# TASK OBJECTIVE
Extract the complete listing and repeat it word for word.

# SUPPLIED MATERIAL
··········

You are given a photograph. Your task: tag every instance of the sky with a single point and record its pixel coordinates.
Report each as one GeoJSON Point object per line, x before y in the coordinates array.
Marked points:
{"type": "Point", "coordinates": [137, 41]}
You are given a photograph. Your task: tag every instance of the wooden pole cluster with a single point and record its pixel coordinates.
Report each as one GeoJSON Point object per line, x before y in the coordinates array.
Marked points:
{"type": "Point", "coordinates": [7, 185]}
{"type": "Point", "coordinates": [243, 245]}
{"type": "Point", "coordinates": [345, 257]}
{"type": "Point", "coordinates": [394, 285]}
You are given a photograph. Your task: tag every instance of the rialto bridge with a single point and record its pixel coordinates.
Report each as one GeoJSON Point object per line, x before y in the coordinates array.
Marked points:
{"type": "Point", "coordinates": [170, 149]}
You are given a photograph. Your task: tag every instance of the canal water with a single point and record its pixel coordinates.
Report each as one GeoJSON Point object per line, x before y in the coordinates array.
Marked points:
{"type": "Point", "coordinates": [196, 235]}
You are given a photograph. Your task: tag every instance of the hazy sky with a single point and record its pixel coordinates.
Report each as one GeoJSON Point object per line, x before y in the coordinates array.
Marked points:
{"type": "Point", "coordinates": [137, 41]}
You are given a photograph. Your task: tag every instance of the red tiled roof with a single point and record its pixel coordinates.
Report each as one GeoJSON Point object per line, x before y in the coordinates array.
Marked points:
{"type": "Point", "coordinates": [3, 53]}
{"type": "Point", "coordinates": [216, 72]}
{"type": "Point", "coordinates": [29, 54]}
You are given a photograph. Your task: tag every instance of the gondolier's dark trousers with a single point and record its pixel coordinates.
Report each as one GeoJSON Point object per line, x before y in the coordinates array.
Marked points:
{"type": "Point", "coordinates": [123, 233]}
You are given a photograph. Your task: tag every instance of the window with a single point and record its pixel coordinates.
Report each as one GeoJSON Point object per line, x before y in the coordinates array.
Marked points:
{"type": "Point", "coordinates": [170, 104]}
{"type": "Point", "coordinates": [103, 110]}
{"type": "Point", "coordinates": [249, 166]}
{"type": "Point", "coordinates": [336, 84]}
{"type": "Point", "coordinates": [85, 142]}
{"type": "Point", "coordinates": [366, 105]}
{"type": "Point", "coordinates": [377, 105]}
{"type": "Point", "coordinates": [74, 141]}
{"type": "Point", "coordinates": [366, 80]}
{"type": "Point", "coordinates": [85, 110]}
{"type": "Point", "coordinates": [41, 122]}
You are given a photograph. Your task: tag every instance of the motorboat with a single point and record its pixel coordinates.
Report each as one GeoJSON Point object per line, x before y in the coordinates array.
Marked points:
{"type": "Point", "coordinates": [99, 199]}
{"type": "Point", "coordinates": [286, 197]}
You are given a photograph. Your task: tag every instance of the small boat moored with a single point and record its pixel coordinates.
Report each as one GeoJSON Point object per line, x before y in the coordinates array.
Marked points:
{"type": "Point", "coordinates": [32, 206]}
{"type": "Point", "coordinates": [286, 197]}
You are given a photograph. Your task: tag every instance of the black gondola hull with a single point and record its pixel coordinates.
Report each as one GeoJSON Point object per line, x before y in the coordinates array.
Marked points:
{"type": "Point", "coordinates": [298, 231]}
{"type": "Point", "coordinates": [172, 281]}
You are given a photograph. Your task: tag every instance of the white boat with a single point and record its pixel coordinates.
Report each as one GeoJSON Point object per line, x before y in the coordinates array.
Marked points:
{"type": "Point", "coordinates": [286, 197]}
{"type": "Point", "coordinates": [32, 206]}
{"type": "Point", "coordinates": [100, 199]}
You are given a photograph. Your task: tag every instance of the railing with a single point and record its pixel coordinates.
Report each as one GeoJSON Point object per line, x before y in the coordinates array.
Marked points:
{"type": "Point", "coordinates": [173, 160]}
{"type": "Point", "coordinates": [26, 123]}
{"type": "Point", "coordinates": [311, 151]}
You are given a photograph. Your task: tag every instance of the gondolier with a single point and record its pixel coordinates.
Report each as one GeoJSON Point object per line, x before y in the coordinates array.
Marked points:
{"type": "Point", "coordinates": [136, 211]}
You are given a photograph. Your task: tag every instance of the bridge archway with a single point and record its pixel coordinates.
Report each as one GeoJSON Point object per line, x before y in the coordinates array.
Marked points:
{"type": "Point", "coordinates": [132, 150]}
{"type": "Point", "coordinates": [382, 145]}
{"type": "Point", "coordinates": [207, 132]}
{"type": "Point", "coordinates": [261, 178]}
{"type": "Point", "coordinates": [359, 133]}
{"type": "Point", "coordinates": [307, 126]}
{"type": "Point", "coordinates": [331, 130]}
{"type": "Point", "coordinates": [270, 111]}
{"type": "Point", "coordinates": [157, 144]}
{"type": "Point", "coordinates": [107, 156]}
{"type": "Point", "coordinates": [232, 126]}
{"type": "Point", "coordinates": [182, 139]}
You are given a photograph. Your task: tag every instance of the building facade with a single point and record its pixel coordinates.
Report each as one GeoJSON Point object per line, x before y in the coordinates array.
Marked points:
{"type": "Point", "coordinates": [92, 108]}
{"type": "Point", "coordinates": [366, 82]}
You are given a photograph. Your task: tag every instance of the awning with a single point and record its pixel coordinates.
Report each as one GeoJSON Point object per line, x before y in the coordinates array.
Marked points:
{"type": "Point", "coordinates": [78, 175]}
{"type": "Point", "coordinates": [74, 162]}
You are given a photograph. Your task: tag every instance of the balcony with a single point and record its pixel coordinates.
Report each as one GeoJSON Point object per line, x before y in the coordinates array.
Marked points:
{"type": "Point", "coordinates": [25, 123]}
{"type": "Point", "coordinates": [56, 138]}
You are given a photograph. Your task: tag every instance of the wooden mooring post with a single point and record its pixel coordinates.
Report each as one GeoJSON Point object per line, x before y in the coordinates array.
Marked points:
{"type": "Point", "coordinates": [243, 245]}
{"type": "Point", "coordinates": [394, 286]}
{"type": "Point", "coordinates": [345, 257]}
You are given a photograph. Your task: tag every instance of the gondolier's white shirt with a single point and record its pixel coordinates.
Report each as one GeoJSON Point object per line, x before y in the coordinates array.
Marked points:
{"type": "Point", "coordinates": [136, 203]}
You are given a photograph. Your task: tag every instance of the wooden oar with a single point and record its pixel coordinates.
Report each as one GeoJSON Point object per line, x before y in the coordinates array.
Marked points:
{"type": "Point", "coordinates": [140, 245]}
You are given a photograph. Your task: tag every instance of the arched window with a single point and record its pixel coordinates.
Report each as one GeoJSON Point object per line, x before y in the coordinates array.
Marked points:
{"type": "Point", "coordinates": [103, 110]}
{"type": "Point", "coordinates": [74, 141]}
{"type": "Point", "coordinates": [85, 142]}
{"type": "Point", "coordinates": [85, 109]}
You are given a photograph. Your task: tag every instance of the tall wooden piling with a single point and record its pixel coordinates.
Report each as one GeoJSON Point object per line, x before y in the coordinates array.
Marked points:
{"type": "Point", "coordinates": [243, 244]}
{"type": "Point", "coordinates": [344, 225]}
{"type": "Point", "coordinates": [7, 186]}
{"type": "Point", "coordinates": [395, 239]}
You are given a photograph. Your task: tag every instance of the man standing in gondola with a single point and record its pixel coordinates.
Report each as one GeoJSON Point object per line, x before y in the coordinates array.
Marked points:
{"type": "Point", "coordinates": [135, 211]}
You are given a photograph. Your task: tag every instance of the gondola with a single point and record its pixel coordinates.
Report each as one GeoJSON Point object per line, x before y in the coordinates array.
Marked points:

··········

# SOLUTION
You are given a photograph. Your task: tag every instance of the sky with a single point and record its pixel coordinates.
Report each as one GeoJSON Point object per line, x before y in the coordinates array.
Marked points:
{"type": "Point", "coordinates": [137, 41]}
You are given a photograph. Your task: tag every instance of the wooden pole cluster with a single point and record its pixel coordinates.
Report each as one GeoJSON Point object per line, x before y in the coordinates array.
Marked points:
{"type": "Point", "coordinates": [7, 185]}
{"type": "Point", "coordinates": [243, 245]}
{"type": "Point", "coordinates": [345, 257]}
{"type": "Point", "coordinates": [394, 285]}
You are given a photograph. Your task: tag every instance of the rialto bridge with a single point and record its pixel coordinates.
Report each as one GeoJSON Point object per line, x before y in the coordinates array.
Marked points:
{"type": "Point", "coordinates": [170, 149]}
You are given a photograph. Your task: tag every instance of the canal water with a single point and record its pixel coordinates.
Report each as one GeoJSON Point object per line, x before y in the coordinates array.
Marked points:
{"type": "Point", "coordinates": [196, 235]}
You are given a photograph. Your task: tag every instance of the hazy sky with a single point and record its pixel coordinates.
Report each as one GeoJSON Point object per line, x before y in the coordinates array.
Marked points:
{"type": "Point", "coordinates": [137, 41]}
You are given a photograph. Your task: tag every instance of the red tiled roof with a single point and record its pixel coordinates.
Report each as one GeoJSON Point object per line, x before y in the coordinates array.
Marked points:
{"type": "Point", "coordinates": [3, 53]}
{"type": "Point", "coordinates": [216, 72]}
{"type": "Point", "coordinates": [29, 54]}
You are given a photograph. Your task: tag every instance of the gondolier's dark trousers with a single point and record its pixel coordinates.
Report each as one GeoJSON Point object per line, x before y in the coordinates array.
Marked points:
{"type": "Point", "coordinates": [123, 233]}
You are given a photograph. Your task: tag every instance of the window with a single point and record its pixel coordinates.
Report each as one GeoJSON Point object per line, x before y in the coordinates array.
Marked points:
{"type": "Point", "coordinates": [170, 104]}
{"type": "Point", "coordinates": [103, 110]}
{"type": "Point", "coordinates": [249, 166]}
{"type": "Point", "coordinates": [336, 84]}
{"type": "Point", "coordinates": [85, 142]}
{"type": "Point", "coordinates": [366, 105]}
{"type": "Point", "coordinates": [377, 105]}
{"type": "Point", "coordinates": [74, 141]}
{"type": "Point", "coordinates": [366, 80]}
{"type": "Point", "coordinates": [85, 110]}
{"type": "Point", "coordinates": [41, 122]}
You are given a photograph. Your task: tag every instance of the motorboat with a single point and record its pixel coordinates.
Report each as one GeoJSON Point object per line, x before y in the coordinates array.
Marked points:
{"type": "Point", "coordinates": [99, 199]}
{"type": "Point", "coordinates": [286, 197]}
You are given a photograph. Your task: tag every instance of the small boat moored with a single point and record its pixel coordinates.
Report each as one GeoJSON Point object per line, x before y in the coordinates array.
Marked points:
{"type": "Point", "coordinates": [32, 206]}
{"type": "Point", "coordinates": [286, 197]}
You are given a photograph. Your task: tag every instance of the black gondola hull with a single point and record its pixel coordinates.
Report each as one GeoJSON Point object per line, x before y in the coordinates array.
Marked points:
{"type": "Point", "coordinates": [298, 231]}
{"type": "Point", "coordinates": [172, 281]}
You are given a photograph. Your task: tag every instance of the white boat with a single point and record its pixel coordinates.
Report each as one GeoJSON Point object per line, x before y in the coordinates array.
Marked points:
{"type": "Point", "coordinates": [286, 197]}
{"type": "Point", "coordinates": [32, 206]}
{"type": "Point", "coordinates": [100, 199]}
You are given a photograph. Your task: tag every instance of the railing with a single point and record its pixel coordinates.
Report each as one GeoJSON Point object per line, x before y in the coordinates array.
Marked points:
{"type": "Point", "coordinates": [173, 160]}
{"type": "Point", "coordinates": [26, 123]}
{"type": "Point", "coordinates": [311, 151]}
You are given a photograph. Your task: tag every instance of the gondolier with a single point and record its pixel coordinates.
Report each as one GeoJSON Point object per line, x before y in the coordinates array.
Marked points:
{"type": "Point", "coordinates": [136, 211]}
You are given a photograph. Your task: tag every instance of the bridge archway with a single point and record its pixel coordinates.
Report each as one GeoJSON Point object per line, x before y in the coordinates array.
Marked points:
{"type": "Point", "coordinates": [132, 150]}
{"type": "Point", "coordinates": [382, 145]}
{"type": "Point", "coordinates": [207, 132]}
{"type": "Point", "coordinates": [261, 178]}
{"type": "Point", "coordinates": [359, 133]}
{"type": "Point", "coordinates": [307, 126]}
{"type": "Point", "coordinates": [331, 130]}
{"type": "Point", "coordinates": [270, 111]}
{"type": "Point", "coordinates": [157, 144]}
{"type": "Point", "coordinates": [107, 156]}
{"type": "Point", "coordinates": [232, 126]}
{"type": "Point", "coordinates": [182, 139]}
You are given a photograph. Your task: tag every instance of the building facade with a single point and record its pixel coordinates.
Report each as one GeoJSON Point object per line, x before y in the coordinates array.
Marked points:
{"type": "Point", "coordinates": [92, 108]}
{"type": "Point", "coordinates": [366, 82]}
You are given a photograph. Your task: tag every instance of the awning with a single point and record its pixel coordinates.
Report each as one GeoJSON Point object per line, x before y in the coordinates array.
Marked points:
{"type": "Point", "coordinates": [78, 175]}
{"type": "Point", "coordinates": [74, 162]}
You are given a photograph. Your task: tag every instance of the balcony with a single point and record its pixel coordinates.
Report each as one GeoJSON Point object per line, x before y in the coordinates array.
Marked points:
{"type": "Point", "coordinates": [25, 123]}
{"type": "Point", "coordinates": [56, 138]}
You are given a photograph. Your task: tag every instance of the wooden mooring post with a single point and record its pixel coordinates.
Report each as one GeoJSON Point object per line, x before y in the coordinates array.
Marked points:
{"type": "Point", "coordinates": [243, 245]}
{"type": "Point", "coordinates": [394, 286]}
{"type": "Point", "coordinates": [345, 257]}
You are given a photograph. Your task: tag every instance of the gondolier's white shirt with a single point and record its pixel coordinates.
Report each as one GeoJSON Point object per line, x before y in the coordinates array.
Marked points:
{"type": "Point", "coordinates": [136, 203]}
You are given a photograph. Your task: tag every instance of the wooden oar with a single point and record its pixel coordinates.
Report each as one GeoJSON Point object per line, x before y in the coordinates array.
Marked points:
{"type": "Point", "coordinates": [140, 245]}
You are given a photograph. Your task: tag every instance of the arched window with a single point and record its pixel coordinates.
Report each as one GeoJSON Point object per line, x before y in the coordinates array.
Marked points:
{"type": "Point", "coordinates": [103, 110]}
{"type": "Point", "coordinates": [74, 141]}
{"type": "Point", "coordinates": [85, 142]}
{"type": "Point", "coordinates": [85, 109]}
You are given a photograph. Your task: tag every instance of the tall wooden piling with a single point and record its pixel coordinates.
Report each as one GeoJSON Point object per line, x before y in the coordinates array.
Marked points:
{"type": "Point", "coordinates": [243, 244]}
{"type": "Point", "coordinates": [344, 225]}
{"type": "Point", "coordinates": [7, 186]}
{"type": "Point", "coordinates": [395, 239]}
You are given a photograph. Your task: tag every instance of the man standing in gondola with a single point and record its pixel coordinates.
Report each as one GeoJSON Point object per line, x before y in the coordinates array.
Marked points:
{"type": "Point", "coordinates": [135, 211]}
You are given a photograph. Your task: tag every instance of the gondola with a single point and record its pixel coordinates.
Report each as one GeoJSON Point object per line, x before y in the coordinates array.
Marked points:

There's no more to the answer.